§ **PROBLEM**
Omitting any pictures, transcribe the entries below exactly.

INPUT MATERIAL Start Marker

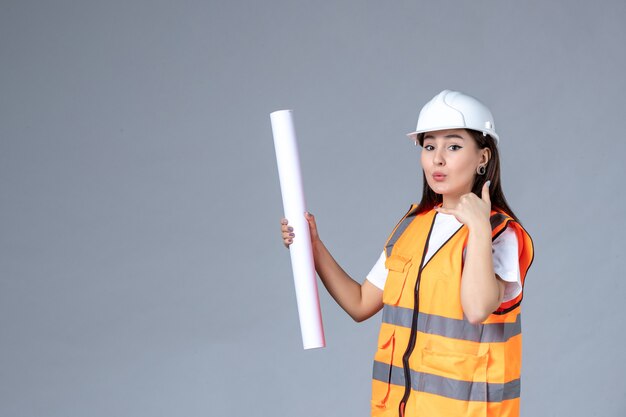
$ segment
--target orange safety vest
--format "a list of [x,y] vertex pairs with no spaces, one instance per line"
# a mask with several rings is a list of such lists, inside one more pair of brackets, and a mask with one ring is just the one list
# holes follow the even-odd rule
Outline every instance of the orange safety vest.
[[[422,266],[437,213],[412,205],[387,240],[383,320],[374,357],[372,416],[519,416],[522,294],[482,324],[461,306],[463,225]],[[522,286],[533,260],[528,233],[491,211],[492,240],[517,235]]]

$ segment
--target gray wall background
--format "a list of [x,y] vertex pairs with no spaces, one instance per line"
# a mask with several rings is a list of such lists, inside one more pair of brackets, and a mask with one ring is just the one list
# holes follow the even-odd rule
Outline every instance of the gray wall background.
[[358,281],[479,97],[536,249],[523,416],[623,416],[626,3],[0,2],[0,415],[368,415],[377,315],[304,351],[269,113]]

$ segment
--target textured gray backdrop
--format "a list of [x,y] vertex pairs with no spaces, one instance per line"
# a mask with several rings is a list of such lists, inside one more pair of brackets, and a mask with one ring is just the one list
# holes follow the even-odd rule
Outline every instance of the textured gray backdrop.
[[626,413],[626,2],[0,2],[0,416],[365,416],[380,316],[303,351],[269,113],[361,281],[479,97],[535,242],[522,415]]

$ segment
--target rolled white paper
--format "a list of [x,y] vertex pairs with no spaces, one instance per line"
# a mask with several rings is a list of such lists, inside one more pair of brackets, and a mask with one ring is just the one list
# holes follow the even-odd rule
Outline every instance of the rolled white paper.
[[296,286],[300,331],[304,349],[326,346],[320,300],[317,292],[315,264],[309,225],[304,218],[305,203],[298,142],[293,125],[293,112],[279,110],[270,114],[274,149],[280,178],[283,209],[296,238],[289,246],[291,268]]

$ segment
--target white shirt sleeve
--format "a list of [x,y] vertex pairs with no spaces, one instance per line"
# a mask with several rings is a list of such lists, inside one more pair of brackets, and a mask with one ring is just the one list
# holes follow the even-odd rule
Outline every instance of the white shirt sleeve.
[[372,270],[365,277],[369,282],[374,284],[377,288],[383,290],[385,288],[385,281],[387,281],[387,274],[389,270],[385,268],[385,261],[387,260],[387,255],[385,251],[380,254],[376,264],[372,268]]
[[[522,292],[522,281],[519,272],[517,236],[511,228],[506,228],[500,236],[493,241],[493,270],[503,281],[505,281],[504,299],[502,302],[510,301]],[[465,251],[463,252],[465,257]],[[367,274],[366,279],[383,290],[389,270],[385,268],[387,256],[383,250],[376,264]]]
[[510,301],[522,292],[522,280],[519,272],[517,236],[515,230],[507,227],[493,241],[493,270],[503,281],[503,302]]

INPUT MATERIAL End Marker

§ **RESPONSE AREA**
$ segment
--target orange safety vest
--format "a list of [x,y] vertex pairs with no spaces, one instance per line"
# a mask with several rings is a list of such lists, inside one more pair of brackets, and a mask with one ring is just the one list
# holes follow the even-odd rule
Outline every instance of the orange safety vest.
[[[422,266],[437,213],[412,205],[387,240],[383,320],[374,357],[372,416],[519,416],[522,294],[482,324],[461,306],[463,225]],[[522,286],[533,260],[528,233],[491,211],[492,240],[517,235]]]

$ segment
--target gray wall background
--format "a list of [x,y] vertex pairs with no spaces, one instance per line"
# a mask with several rings is a list of such lists, inside one more pair of brackets, and a mask with one ring is just the one list
# holes follow the even-odd rule
Outline every instance of the gray wall background.
[[358,281],[479,97],[536,249],[523,416],[623,416],[626,3],[0,2],[0,415],[368,415],[377,315],[304,351],[269,113]]

$ segment
--target textured gray backdrop
--format "a list of [x,y] vertex pairs with no spaces, one instance per line"
# a mask with several rings is a list of such lists, inside one more pair of brackets, and a mask with one ring is just the one list
# holes follow the even-odd rule
Outline every instance of the textured gray backdrop.
[[626,413],[626,2],[0,2],[0,416],[365,416],[380,316],[303,351],[269,113],[361,281],[479,97],[535,242],[522,415]]

$ segment
--target rolled white paper
--format "a list of [x,y] vertex pairs with no spaces, one instance per line"
# a mask with several rings is a list of such lists, inside one more pair of brackets, and a mask with one ring is just the one list
# holes follow the even-odd rule
Outline every instance of the rolled white paper.
[[296,286],[300,331],[304,349],[326,346],[320,300],[317,292],[315,264],[309,225],[304,218],[305,203],[298,142],[293,125],[293,112],[279,110],[270,114],[274,149],[280,178],[283,209],[296,238],[289,246],[291,268]]

$ segment
--target white shirt sleeve
--format "a list of [x,y] vertex pairs with no spaces, one instance per line"
# a mask with several rings is a list of such lists, inside one more pair of brackets, and a mask with one ring is just the one list
# holes follow the even-odd rule
Outline every instance of the white shirt sleeve.
[[372,270],[365,277],[369,282],[374,284],[377,288],[383,290],[385,288],[385,281],[387,281],[387,274],[389,270],[385,268],[385,261],[387,260],[387,255],[385,251],[380,254],[376,264],[372,268]]
[[[522,292],[522,281],[519,272],[517,236],[511,228],[506,228],[500,236],[493,241],[493,270],[503,281],[505,281],[504,299],[502,302],[510,301]],[[465,251],[463,252],[465,257]],[[367,274],[366,279],[383,290],[389,270],[385,268],[387,256],[383,250],[376,264]]]
[[510,301],[522,292],[522,280],[519,272],[517,236],[515,230],[507,227],[493,241],[493,270],[503,281],[503,302]]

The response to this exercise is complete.